TEXTO DE ORIGEM ->
____

O gasto com apostas esportivas em plataformas online, as bets, está impactando o consumo de mercadorias e serviços, sobretudo das classes socioeconômicas de menor poder aquisitivo, e afetam a percepção da melhoria da economia brasileira, como o aumento da renda, do crescimento da ocupação e o controle inflacionário.

A avaliação é da empresa PwC Strategy& do Brasil Consultoria Empresarial Ltda, ligada à multinacional de auditoria e assessoria PricewaterhouseCoopers. De acordo com o economista e advogado Gerson Charchat, sócio e líder da Strategy& do Brasil, os gastos com apostas esportivas “já superam outros tipos de despesas discricionárias, como lazer, cultura e produtos pessoais, e até mesmo estão começando a impactar o orçamento destinado à alimentação. Esse desvio de recursos para as apostas exerce uma pressão considerável sobre a demanda por produtos essenciais, afetando a dinâmica da economia de forma geral.”

As apostas esportivas em plataformas explodiram no Brasil após a Lei nº 13.756 ser aprovada pelo Congresso Nacional e sancionada pelo então presidente Michel Temer no final de 2018. Daquele ano a 2023, os gastos com apostas aumentaram 419%.

____

(Registros de dados armazenados)
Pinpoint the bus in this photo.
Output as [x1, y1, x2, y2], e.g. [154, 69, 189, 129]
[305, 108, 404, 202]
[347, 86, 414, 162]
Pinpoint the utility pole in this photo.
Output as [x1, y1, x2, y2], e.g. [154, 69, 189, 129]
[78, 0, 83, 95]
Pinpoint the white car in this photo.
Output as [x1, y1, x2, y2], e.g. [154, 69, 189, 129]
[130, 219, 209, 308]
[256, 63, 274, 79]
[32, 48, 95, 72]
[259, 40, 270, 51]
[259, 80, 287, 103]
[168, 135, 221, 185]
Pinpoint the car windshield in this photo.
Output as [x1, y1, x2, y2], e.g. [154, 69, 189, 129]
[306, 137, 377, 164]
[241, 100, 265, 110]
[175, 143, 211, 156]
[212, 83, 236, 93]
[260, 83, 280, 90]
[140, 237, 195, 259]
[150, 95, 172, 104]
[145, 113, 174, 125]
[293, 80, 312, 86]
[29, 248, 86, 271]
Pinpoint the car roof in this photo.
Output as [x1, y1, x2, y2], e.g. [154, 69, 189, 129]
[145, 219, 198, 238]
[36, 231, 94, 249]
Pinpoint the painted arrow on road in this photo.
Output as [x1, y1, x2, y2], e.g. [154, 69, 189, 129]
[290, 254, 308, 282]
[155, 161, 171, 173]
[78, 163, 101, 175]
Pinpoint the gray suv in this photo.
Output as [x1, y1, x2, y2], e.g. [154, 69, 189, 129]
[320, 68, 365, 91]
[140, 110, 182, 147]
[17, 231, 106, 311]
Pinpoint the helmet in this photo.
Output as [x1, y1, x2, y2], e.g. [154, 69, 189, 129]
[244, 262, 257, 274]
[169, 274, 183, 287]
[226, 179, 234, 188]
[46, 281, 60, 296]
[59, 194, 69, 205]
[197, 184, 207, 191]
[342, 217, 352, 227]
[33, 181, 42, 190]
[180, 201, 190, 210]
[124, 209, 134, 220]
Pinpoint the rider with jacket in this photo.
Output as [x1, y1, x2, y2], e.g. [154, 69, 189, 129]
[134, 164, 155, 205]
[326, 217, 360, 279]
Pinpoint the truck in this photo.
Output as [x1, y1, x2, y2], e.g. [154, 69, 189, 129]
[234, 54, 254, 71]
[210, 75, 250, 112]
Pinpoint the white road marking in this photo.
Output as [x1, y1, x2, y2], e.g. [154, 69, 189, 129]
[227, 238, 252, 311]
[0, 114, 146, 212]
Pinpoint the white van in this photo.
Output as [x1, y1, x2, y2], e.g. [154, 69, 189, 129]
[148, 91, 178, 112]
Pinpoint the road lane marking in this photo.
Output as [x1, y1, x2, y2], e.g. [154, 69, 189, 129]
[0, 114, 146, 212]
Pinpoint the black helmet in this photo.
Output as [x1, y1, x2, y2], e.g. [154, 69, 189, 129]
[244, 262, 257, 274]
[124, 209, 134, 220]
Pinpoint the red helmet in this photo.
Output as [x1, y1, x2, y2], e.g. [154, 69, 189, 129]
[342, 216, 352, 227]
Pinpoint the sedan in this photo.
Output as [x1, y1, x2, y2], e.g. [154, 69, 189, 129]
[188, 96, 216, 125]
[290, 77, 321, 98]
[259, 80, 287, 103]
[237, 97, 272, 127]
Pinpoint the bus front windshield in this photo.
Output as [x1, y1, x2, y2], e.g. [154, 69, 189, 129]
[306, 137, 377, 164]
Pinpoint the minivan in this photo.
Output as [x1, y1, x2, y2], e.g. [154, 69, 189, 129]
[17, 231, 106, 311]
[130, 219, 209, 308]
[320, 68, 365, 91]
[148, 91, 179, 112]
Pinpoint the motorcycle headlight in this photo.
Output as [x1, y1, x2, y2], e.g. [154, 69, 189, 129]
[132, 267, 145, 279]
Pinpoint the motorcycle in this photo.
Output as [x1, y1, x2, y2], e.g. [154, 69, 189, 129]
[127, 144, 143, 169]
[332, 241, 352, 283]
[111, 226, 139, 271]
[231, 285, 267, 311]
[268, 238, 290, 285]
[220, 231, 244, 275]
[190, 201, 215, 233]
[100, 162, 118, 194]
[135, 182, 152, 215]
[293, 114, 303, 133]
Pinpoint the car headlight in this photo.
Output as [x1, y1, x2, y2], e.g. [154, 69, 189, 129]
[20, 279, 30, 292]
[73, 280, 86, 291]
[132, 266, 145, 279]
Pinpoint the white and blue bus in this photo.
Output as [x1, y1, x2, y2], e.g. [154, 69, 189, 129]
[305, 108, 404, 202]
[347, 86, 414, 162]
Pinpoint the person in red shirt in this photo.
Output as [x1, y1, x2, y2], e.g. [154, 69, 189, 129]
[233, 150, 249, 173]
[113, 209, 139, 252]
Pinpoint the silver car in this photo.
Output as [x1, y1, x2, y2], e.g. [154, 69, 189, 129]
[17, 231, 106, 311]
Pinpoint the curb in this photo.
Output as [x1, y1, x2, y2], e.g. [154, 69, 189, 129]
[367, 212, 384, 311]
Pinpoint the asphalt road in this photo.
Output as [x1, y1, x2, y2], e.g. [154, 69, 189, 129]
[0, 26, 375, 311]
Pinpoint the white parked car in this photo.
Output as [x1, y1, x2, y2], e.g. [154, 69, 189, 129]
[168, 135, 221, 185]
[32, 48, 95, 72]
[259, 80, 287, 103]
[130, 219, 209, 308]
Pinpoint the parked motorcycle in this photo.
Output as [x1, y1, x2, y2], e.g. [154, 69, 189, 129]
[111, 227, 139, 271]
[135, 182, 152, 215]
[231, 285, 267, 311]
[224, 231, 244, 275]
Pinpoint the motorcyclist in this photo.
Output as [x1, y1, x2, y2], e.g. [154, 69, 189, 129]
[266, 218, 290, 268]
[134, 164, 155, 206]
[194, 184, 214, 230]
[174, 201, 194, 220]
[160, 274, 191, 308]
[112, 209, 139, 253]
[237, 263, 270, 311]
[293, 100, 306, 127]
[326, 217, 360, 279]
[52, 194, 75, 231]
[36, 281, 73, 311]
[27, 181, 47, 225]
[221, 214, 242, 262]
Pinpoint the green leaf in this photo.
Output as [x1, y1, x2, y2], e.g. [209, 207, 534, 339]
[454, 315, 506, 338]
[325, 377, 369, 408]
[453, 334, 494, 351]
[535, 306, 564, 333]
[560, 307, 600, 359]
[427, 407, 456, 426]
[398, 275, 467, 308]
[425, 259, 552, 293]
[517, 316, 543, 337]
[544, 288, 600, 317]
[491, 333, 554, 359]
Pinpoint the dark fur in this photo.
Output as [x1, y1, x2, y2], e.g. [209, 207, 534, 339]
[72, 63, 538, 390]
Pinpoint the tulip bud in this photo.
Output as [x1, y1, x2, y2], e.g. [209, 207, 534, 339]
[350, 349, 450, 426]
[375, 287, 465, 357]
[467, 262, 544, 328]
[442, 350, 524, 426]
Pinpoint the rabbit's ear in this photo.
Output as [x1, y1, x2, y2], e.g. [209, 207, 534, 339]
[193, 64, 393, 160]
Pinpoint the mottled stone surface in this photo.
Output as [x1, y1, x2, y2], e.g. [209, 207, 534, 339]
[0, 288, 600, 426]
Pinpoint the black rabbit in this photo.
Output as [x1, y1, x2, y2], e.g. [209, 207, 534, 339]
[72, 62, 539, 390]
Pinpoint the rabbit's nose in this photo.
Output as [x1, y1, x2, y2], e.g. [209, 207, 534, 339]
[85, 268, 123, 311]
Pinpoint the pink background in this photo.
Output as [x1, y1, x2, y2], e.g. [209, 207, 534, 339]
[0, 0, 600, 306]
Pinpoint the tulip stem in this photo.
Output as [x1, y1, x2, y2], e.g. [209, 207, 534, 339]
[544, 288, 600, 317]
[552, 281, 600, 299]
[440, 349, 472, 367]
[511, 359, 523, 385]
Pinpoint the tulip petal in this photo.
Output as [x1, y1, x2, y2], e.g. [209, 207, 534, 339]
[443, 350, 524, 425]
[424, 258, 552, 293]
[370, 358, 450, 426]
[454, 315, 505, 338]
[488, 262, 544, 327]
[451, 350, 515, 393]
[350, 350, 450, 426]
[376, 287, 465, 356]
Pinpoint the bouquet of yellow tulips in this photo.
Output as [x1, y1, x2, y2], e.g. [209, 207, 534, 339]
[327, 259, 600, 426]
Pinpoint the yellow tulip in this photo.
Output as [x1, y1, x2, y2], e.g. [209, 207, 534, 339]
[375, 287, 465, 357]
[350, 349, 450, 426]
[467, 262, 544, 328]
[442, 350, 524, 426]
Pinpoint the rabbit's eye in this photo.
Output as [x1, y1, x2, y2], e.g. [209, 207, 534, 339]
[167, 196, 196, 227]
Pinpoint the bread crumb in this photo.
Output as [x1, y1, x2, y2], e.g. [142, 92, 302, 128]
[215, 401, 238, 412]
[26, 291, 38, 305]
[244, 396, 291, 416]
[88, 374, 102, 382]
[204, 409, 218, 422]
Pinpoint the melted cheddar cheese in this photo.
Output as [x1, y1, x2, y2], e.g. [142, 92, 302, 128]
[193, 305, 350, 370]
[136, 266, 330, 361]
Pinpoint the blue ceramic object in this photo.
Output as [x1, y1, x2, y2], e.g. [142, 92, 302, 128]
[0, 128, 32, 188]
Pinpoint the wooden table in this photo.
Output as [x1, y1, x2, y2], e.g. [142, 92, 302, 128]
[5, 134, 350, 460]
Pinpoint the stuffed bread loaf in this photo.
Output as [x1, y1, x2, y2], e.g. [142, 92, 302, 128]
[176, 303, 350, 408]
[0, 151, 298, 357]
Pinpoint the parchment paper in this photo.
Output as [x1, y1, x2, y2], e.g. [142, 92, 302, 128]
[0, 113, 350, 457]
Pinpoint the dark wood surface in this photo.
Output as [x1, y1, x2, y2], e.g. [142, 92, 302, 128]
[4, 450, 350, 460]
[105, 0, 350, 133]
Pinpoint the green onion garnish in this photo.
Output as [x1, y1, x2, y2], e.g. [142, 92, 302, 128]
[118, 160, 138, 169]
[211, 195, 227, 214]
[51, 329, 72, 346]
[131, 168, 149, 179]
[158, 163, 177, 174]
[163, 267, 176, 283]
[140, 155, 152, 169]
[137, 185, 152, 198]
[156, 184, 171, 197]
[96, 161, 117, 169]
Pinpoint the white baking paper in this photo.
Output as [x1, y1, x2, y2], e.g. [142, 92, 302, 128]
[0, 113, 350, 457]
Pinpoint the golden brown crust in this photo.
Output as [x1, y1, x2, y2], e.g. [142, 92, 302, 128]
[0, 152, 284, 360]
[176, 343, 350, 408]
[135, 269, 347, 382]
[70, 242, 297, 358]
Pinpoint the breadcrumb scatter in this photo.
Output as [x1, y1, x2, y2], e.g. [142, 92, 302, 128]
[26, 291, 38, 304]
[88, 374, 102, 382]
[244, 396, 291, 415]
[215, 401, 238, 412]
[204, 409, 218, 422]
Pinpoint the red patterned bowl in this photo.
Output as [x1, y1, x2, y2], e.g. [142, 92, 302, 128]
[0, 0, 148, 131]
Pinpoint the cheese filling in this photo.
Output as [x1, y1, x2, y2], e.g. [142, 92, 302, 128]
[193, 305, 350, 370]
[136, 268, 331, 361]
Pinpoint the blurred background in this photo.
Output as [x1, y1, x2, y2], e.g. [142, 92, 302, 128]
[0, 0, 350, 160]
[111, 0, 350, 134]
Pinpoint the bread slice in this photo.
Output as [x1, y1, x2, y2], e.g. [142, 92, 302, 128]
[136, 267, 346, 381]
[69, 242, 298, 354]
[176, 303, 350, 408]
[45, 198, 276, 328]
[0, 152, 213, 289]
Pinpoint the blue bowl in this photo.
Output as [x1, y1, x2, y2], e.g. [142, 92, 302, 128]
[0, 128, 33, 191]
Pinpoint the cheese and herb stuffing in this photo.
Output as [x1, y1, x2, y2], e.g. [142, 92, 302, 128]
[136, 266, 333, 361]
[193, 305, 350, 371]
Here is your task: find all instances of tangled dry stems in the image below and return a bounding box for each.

____

INSTRUÇÕES DA TAREFA ->
Passe para o inglês a seguinte frase do texto sobre apostas esportivas: "Daquele ano a 2023, os gastos com apostas aumentaram 419%."

RESPOSTA ABAIXO ->
From that year to 2023, spending on betting increased by 419%.